(Beginning of Extracted data)

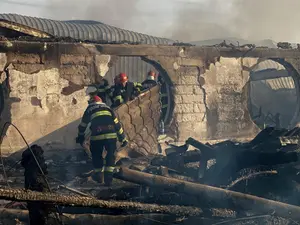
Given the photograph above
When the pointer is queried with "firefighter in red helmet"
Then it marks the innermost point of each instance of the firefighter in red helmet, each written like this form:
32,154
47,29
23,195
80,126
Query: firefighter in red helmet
126,90
105,131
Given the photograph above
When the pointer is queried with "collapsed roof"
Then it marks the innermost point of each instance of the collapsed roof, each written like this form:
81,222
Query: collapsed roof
77,29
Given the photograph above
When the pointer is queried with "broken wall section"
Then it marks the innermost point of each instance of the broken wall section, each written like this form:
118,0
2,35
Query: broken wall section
46,98
211,100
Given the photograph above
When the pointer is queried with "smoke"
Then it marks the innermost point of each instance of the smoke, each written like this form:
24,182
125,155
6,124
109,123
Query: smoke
118,13
251,20
274,19
199,20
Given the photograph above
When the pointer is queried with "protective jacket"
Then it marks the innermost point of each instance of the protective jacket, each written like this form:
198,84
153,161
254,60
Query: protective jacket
103,90
104,124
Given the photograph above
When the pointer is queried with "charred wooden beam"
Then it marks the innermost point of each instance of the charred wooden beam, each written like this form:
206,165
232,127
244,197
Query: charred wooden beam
43,45
21,195
92,219
217,197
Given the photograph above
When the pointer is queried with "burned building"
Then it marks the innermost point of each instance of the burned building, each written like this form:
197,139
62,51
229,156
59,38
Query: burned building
44,76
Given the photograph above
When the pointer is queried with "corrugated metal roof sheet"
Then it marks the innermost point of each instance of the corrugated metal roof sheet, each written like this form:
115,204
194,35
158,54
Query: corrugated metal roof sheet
268,64
84,30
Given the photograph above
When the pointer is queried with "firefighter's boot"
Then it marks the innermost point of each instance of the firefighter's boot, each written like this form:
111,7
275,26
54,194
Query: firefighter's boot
98,177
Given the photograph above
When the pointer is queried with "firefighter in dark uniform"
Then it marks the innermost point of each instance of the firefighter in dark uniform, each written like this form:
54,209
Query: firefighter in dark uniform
105,130
35,181
112,93
150,81
103,89
125,90
163,96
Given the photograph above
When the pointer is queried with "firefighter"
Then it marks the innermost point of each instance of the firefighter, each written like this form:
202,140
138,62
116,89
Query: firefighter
163,96
103,89
114,97
35,181
105,130
150,81
126,90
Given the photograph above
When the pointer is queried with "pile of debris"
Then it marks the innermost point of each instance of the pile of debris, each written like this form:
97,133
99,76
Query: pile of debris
227,183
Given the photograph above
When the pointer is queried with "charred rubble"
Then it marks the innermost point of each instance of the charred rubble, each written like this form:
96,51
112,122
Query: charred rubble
255,182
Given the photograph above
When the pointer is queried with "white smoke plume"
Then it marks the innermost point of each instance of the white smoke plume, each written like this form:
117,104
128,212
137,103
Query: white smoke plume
120,13
251,20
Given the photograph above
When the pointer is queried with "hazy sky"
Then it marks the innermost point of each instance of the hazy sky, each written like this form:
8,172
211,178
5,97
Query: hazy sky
187,20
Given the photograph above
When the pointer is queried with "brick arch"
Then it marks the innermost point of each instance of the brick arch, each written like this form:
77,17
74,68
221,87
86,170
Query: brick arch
168,116
293,74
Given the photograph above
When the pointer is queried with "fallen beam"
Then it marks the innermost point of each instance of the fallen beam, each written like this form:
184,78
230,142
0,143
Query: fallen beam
91,219
21,195
216,197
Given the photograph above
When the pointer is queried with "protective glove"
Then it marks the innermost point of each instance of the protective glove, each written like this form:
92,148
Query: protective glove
80,140
124,143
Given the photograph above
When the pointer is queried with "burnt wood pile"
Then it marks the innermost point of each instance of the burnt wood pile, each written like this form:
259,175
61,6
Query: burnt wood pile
197,183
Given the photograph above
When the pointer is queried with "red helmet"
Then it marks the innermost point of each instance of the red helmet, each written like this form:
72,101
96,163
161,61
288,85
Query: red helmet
116,79
97,98
151,73
123,77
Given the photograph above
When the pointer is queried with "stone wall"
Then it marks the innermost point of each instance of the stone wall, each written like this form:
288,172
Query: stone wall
45,92
46,98
211,102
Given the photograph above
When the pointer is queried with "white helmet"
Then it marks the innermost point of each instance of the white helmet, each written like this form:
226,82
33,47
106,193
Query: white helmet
91,90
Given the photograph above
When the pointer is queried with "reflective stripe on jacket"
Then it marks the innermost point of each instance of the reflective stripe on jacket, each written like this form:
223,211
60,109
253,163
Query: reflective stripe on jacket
104,124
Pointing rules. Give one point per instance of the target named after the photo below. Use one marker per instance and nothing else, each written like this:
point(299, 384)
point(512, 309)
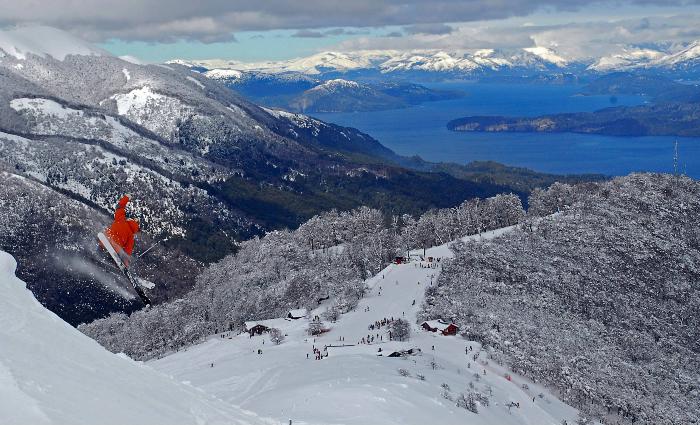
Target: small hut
point(297, 314)
point(255, 328)
point(440, 326)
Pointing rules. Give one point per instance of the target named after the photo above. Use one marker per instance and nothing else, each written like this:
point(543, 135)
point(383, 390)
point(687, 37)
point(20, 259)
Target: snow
point(547, 55)
point(387, 61)
point(50, 373)
point(197, 82)
point(221, 74)
point(356, 384)
point(131, 59)
point(44, 41)
point(436, 324)
point(298, 313)
point(136, 99)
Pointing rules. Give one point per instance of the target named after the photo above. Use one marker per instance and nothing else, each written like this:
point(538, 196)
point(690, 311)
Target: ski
point(134, 281)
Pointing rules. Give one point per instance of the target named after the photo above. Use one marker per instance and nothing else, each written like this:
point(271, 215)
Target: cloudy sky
point(156, 30)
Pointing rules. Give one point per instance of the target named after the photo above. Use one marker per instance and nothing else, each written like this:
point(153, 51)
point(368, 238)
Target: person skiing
point(122, 231)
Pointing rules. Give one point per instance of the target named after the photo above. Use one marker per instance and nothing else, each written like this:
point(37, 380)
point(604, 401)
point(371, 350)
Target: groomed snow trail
point(355, 386)
point(50, 373)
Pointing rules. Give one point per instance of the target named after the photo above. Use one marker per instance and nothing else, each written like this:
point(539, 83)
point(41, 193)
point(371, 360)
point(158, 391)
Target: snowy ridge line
point(142, 162)
point(249, 371)
point(52, 374)
point(94, 111)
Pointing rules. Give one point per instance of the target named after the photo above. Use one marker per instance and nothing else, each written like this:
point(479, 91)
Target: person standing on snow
point(122, 232)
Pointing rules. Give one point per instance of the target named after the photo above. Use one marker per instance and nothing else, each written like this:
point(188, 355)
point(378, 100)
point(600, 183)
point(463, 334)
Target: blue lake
point(421, 130)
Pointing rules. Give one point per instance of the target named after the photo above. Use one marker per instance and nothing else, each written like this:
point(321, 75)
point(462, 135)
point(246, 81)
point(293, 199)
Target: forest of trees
point(596, 294)
point(600, 301)
point(329, 256)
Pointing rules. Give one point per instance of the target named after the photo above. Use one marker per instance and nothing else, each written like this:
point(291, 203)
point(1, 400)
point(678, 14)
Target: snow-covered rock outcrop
point(52, 374)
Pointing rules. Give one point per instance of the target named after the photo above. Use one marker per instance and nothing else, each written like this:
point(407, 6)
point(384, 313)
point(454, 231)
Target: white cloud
point(215, 20)
point(573, 41)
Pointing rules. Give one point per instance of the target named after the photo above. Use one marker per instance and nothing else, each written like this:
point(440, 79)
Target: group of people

(End of Extracted data)

Description of the task :: Once the pictures are removed, repeat all of the data above exactly.

Response ::
Given the photograph above
When the pointer is queried with "firefighter in red helmet"
Then it marks the innermost point of each instance of the firefighter in red helmet, each written like this form:
32,154
47,29
23,195
80,126
Query: firefighter in red helmet
126,90
105,131
Given the photograph above
When the pointer is queried with "collapsed roof"
Then it marks the innermost point of each instance of the collapsed roof, each written like this form:
81,222
Query: collapsed roof
77,29
Given the photograph above
When the pointer is queried with "broken wall section"
Then it marks the innermost point of each instance of the broken wall section, each written like this form:
118,0
2,35
Query: broken wall section
46,98
211,100
Given the photograph above
When the pointer is queried with "smoke"
Then it marks the innermost point of each instance of the smoke, each written like this form:
24,182
125,155
6,124
109,123
Query: smoke
118,13
251,20
274,19
199,20
Given the photograph above
When the pointer is queried with "protective jacket"
Then it marks the innermost point of each instance of the protective jacket, each written like this form:
198,84
153,161
254,60
Query: protective jacket
103,90
104,124
Given the photograph above
When the pointer is queried with "charred wooden beam"
Then it marks the innermost point of each instance of the charred wooden beam, each written like this form:
206,165
232,127
244,197
Query: charred wooden beam
43,45
21,195
92,219
217,197
Given the photograph above
When the pointer is queried with "burned building"
Then it marks the innermost point of each instance of the burned building, each written like this form:
197,139
62,51
229,156
59,38
Query: burned building
44,76
Given the photograph above
When the pointer is queried with "corrugated metal roof sheet"
Then it marks the innermost point of each instance of the corrugated metal roof sheet, each written like this form:
115,204
194,35
158,54
Query: corrugated metal roof sheet
268,64
84,30
Given the photograph above
When the pointer is queried with "firefighter's boot"
Then it marks the innermost point of each instance of the firefighter's boot, each written like this form:
111,7
275,26
54,194
Query: firefighter's boot
98,177
Given the photograph above
When the pointer is queried with "firefighter in dark uniform"
Then it marks the innermost point of each instance of the firefighter in dark uniform, each written like this form:
54,209
Query: firefighter in dark uniform
105,130
35,181
112,93
150,81
103,89
125,90
163,96
Given the photograph above
When the pointer is queried with "firefighter"
Then it marks the innermost point of each instance of the firefighter, each written like this form:
202,140
138,62
116,89
Query: firefighter
163,96
103,89
114,97
35,181
105,130
150,81
126,90
Given the photograph above
When the pointer is queried with "pile of debris"
Then it marks the innermost point of each instance of the pile of debris, each written like this form:
97,133
99,76
Query: pile of debris
227,183
Given the photograph above
When the pointer is queried with "charred rubble"
Then it marks the innermost point of each instance of the charred rubble, each written like this form:
96,51
112,122
Query: charred rubble
255,182
Given the photograph above
When the pointer is queried with "white smoke plume"
Then it marks the innermost point of each instance of the white smoke plume, each written like this form:
117,104
128,212
137,103
Query: white smoke plume
120,13
251,20
Given the photograph above
When the pointer is queried with "hazy sky"
Then it marks the innermost point of each instance of the hazy sky, each written like this form:
8,172
211,178
5,97
Query: hazy sky
187,20
Given the photograph above
When the pointer is queried with "brick arch"
Then it marks the innermost point of each instance of the brick arch, each written like this form:
77,17
74,68
221,87
86,170
Query: brick arch
168,116
293,74
Given the photograph above
When the pointer is queried with "fallen beam"
Then it marks the innermost point of each instance of the fallen beam, each written like this form:
184,78
230,142
0,143
Query: fallen beam
91,219
21,195
216,197
Given the photograph above
When the pointer is queried with "protective glove"
Then it marks the innermost point of each instance of the protective glove, each written like this form:
92,148
Query: protective glove
80,140
124,143
Given the photograph above
When the pointer is queried with "burnt wood pile"
Then it marks the innermost point of each instance of the burnt wood pile, each written like this form:
259,175
61,6
Query: burnt wood pile
197,183
Given the photograph above
When the pointer is queried with "red helmet"
Then it marks the innermost point of each instance of the red helmet, each written like this form:
72,101
96,163
161,61
288,85
Query: red helmet
116,79
97,98
151,73
123,77
Given the photograph above
When the pointer is queried with "stone wall"
Then it marks the innermost point of each instance of the stone wall, each written like this form:
288,172
Query: stone wall
45,92
46,98
211,102
Given the photograph above
When the pointer is queried with "white helmet"
Then it marks the innermost point of each instance of the white helmet, each written like this form:
226,82
33,47
106,193
Query: white helmet
91,90
Given the photograph above
When the pointer is queried with "reflective stripe on jacket"
Then it marks the innermost point of each instance of the reflective stripe on jacket, each written like this form:
223,211
60,109
253,163
Query: reflective stripe on jacket
104,124
Pointing rules. Give one point per instance of the target named after the photo below. Use one marker per instance and nothing else, each written like this:
point(299, 384)
point(512, 309)
Target: small hut
point(297, 314)
point(255, 328)
point(440, 326)
Pointing rules. Give one point per instance of the target named after the photo above. Use one marker per instance and nothing else, each written like this:
point(543, 135)
point(383, 390)
point(687, 37)
point(20, 259)
Target: snow
point(547, 55)
point(387, 61)
point(50, 373)
point(197, 82)
point(221, 74)
point(356, 384)
point(131, 59)
point(44, 41)
point(436, 324)
point(298, 313)
point(136, 99)
Pointing rules. Give one point per instance of the target named after the photo above. Use one marker per instance and nothing else, each written like this:
point(538, 196)
point(690, 311)
Target: ski
point(134, 281)
Pointing rules. Give one point per instance of the target named after the photo above. Use one marker per instance and nothing else, each written like this:
point(271, 215)
Target: cloudy sky
point(156, 30)
Pointing rules. Give one point per instance of the target named after the photo above. Use one marker per instance and nothing else, each written like this:
point(153, 51)
point(368, 238)
Target: person skiing
point(122, 231)
Pointing rules. Give one point per instance of the target named after the photo above. Use one marker per instance and nothing else, each written like this:
point(37, 380)
point(604, 401)
point(371, 350)
Target: groomed snow trail
point(355, 386)
point(50, 373)
Pointing rules. Give one point per instance of the target named after the photo above. Use one marker per instance and nothing else, each written like this:
point(539, 83)
point(41, 193)
point(371, 360)
point(158, 391)
Target: snowy ridge line
point(142, 162)
point(249, 371)
point(52, 374)
point(94, 111)
Pointing rules. Give one point per instance of the target named after the photo above. Use one marker per instance and nothing else, each written like this:
point(479, 91)
Target: person standing on snow
point(122, 232)
Pointing rules. Give one point per instance of the target named after the photo above. Use one marker per instance and nothing else, each written like this:
point(188, 355)
point(378, 100)
point(600, 183)
point(463, 334)
Target: blue lake
point(421, 130)
Pointing rules. Give one point per instance of the target named after the photo above. Use one marker per instance and nothing else, each written like this:
point(321, 75)
point(462, 135)
point(246, 81)
point(293, 199)
Target: forest of trees
point(596, 294)
point(600, 301)
point(329, 256)
Pointing rules. Give one point per instance of the target named after the photo above. Use one marker per instance and nothing else, each written like this:
point(291, 203)
point(1, 400)
point(678, 14)
Target: snow-covered rock outcrop
point(52, 374)
Pointing rules. Give one point per instance of the target named after the photo above. Use one marker per instance and nothing else, each written like this:
point(407, 6)
point(384, 313)
point(454, 231)
Target: white cloud
point(215, 20)
point(573, 41)
Pointing rules. Give one point per instance of the target named after the photo above. Use one marker per instance and nothing else, each written like this:
point(440, 79)
Target: group of people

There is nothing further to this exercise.